++++ SOURCE MATERIAL

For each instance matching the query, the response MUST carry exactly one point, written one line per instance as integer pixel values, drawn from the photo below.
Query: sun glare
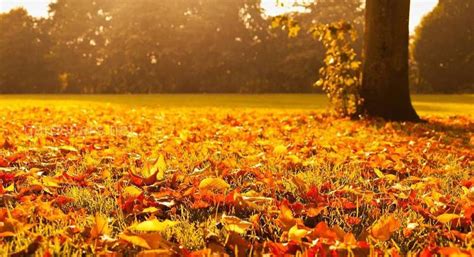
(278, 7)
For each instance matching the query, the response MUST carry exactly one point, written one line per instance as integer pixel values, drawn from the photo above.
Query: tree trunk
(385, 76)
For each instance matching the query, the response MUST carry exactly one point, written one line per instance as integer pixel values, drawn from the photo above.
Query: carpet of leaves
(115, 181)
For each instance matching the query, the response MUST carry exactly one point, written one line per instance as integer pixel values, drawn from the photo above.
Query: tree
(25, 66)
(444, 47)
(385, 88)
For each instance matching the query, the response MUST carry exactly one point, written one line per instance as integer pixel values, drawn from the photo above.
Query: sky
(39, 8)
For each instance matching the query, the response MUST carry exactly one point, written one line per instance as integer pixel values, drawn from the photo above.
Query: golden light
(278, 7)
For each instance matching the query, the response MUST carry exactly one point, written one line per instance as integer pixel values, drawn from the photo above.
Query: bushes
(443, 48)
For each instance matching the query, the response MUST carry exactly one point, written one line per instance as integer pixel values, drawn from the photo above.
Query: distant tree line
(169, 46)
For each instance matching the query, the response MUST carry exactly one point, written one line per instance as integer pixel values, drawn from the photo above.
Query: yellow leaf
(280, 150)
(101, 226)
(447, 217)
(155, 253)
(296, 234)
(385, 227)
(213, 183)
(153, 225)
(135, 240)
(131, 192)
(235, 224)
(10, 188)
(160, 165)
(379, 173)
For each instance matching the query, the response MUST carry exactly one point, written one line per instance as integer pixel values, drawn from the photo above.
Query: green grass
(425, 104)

++++++++

WHAT IS REQUIRED: Please retype the records above starting with the line that contains "Query: yellow leaf" and stopping after the last line, changing nothing.

RESPONSE TO THE EXERCISE:
Query: yellow leaf
(280, 150)
(101, 226)
(447, 217)
(155, 253)
(296, 234)
(385, 227)
(213, 183)
(153, 225)
(135, 240)
(131, 192)
(235, 224)
(10, 188)
(160, 165)
(379, 173)
For each instance matching the query, the response MUST carry exactly one point, written one line per instance as integer pixel values, drawn from the photo above.
Query: green grass
(425, 104)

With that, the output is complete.